§ **EXCERPT**
On 1 January 2021, the Drug Controller General of India, approved the emergency or conditional use of AstraZeneca's COVID-19 vaccine AZD1222 (marketed as Covishield). Covishield is developed by the University of Oxford and its spin-out company, Vaccitech. It's a viral vector vaccine based on replication-deficient Adenovirus that causes cold in Chimpanzees.
It can be stored, transported and handled at normal refrigerated conditions (two-eight degrees Celsius/ 36-46 degrees Fahrenheit). It has a shelf-life of at least six months.

On 12 January 2021 first batches of Covishield vaccine was despatched from the Serum Institute of India.

===Covaxin===
On 2 January 2021, BBV152 (marketed as Covaxin), first indigenous vaccine, developed by Bharat Biotech in association with the Indian Council of Medical Research and National Institute of Virology received approval from the Drug Controller General of India for its emergency or conditional usage.

§ **SUPPLIED ENTRIES**
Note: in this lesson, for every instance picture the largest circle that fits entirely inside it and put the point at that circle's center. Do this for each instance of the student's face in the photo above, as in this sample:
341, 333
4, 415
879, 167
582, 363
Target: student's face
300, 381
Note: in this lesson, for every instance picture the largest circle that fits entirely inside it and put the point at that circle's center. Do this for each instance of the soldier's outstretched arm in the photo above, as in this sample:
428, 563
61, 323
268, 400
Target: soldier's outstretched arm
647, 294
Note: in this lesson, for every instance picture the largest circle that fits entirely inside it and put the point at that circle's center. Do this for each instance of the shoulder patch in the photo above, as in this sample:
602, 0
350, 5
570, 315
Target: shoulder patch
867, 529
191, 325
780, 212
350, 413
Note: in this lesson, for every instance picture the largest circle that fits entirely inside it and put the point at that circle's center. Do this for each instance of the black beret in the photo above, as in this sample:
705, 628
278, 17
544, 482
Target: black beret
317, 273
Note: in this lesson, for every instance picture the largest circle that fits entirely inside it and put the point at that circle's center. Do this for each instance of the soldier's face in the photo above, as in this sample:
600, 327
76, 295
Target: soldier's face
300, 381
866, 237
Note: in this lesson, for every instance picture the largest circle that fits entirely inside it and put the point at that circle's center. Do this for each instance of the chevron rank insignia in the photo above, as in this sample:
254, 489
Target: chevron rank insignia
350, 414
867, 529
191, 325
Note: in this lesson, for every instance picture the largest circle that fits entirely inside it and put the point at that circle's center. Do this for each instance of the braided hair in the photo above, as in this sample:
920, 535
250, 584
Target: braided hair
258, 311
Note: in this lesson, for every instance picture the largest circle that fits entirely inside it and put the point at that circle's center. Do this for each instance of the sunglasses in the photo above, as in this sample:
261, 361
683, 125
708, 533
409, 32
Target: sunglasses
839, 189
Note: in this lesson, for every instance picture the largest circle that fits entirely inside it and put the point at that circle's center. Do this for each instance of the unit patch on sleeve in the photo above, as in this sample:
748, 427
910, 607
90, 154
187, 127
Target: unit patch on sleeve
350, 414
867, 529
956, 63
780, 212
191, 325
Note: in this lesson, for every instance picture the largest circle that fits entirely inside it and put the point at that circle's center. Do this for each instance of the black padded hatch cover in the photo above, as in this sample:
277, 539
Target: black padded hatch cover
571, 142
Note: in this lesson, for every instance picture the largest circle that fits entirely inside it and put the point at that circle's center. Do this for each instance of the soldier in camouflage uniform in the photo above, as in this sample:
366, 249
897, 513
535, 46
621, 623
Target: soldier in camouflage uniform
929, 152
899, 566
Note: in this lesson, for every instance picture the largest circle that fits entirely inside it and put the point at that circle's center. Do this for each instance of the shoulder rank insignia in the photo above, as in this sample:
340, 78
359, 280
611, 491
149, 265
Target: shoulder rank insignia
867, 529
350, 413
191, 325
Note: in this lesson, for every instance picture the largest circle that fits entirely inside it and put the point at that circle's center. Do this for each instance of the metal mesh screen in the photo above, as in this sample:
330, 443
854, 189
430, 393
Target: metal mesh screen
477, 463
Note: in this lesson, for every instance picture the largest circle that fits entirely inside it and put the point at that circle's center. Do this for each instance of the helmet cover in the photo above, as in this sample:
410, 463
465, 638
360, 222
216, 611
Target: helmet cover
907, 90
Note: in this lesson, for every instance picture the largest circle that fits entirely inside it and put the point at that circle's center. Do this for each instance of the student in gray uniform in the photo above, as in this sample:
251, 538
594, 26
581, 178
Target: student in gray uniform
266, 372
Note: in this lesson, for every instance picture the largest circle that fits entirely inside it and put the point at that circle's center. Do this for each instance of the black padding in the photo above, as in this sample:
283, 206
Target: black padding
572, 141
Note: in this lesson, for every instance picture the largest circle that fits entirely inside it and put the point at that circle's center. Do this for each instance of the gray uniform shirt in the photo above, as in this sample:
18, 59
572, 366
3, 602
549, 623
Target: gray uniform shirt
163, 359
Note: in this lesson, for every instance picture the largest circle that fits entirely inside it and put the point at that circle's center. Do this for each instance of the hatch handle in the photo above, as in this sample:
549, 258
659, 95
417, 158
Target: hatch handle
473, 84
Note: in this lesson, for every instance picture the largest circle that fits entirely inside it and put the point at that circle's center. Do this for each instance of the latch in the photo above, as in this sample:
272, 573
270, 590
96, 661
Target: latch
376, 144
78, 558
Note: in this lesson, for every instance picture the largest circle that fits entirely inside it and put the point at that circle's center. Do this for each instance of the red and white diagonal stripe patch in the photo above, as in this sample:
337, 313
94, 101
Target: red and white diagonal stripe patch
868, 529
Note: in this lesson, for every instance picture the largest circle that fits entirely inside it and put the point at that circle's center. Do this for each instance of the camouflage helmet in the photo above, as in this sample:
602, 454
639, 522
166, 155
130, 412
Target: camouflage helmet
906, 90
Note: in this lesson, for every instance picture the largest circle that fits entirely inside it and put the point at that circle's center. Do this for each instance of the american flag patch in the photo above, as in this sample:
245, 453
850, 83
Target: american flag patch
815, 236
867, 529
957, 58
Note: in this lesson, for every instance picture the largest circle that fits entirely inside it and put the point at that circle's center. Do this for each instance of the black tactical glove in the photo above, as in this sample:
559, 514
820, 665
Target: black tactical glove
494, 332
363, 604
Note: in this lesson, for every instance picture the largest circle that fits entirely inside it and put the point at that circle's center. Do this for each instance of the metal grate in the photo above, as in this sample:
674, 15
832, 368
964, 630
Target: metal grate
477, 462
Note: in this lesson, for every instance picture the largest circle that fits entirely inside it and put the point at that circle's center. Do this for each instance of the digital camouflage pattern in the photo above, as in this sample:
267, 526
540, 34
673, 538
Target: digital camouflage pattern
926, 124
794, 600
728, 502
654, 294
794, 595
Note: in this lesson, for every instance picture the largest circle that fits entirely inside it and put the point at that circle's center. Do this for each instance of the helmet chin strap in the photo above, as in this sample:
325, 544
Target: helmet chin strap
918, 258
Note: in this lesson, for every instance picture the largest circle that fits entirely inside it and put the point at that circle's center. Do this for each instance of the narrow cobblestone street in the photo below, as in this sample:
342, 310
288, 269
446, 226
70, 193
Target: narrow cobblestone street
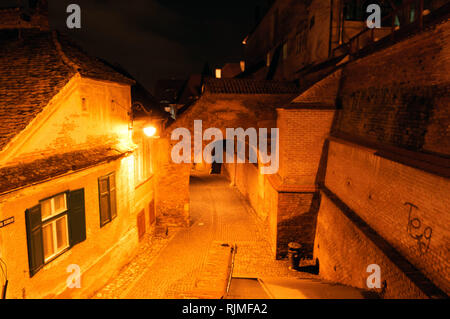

§ **WHAT YOU WILL DO**
- 1) Using the excerpt on India's COVID-19 vaccines, explain what makes Covishield a viral vector vaccine.
- 2) Retype the part of the excerpt on India's COVID-19 vaccines that opens with the words containing "It can be stored, transported" and closes with "least six months.".

§ **EXERCISE ANSWERS**
- 1) Covishield is a viral vector vaccine because it is based on a replication-deficient adenovirus that causes colds in chimpanzees.

- 2)
It can be stored, transported and handled at normal refrigerated conditions (two-eight degrees Celsius/ 36-46 degrees Fahrenheit). It has a shelf-life of at least six months.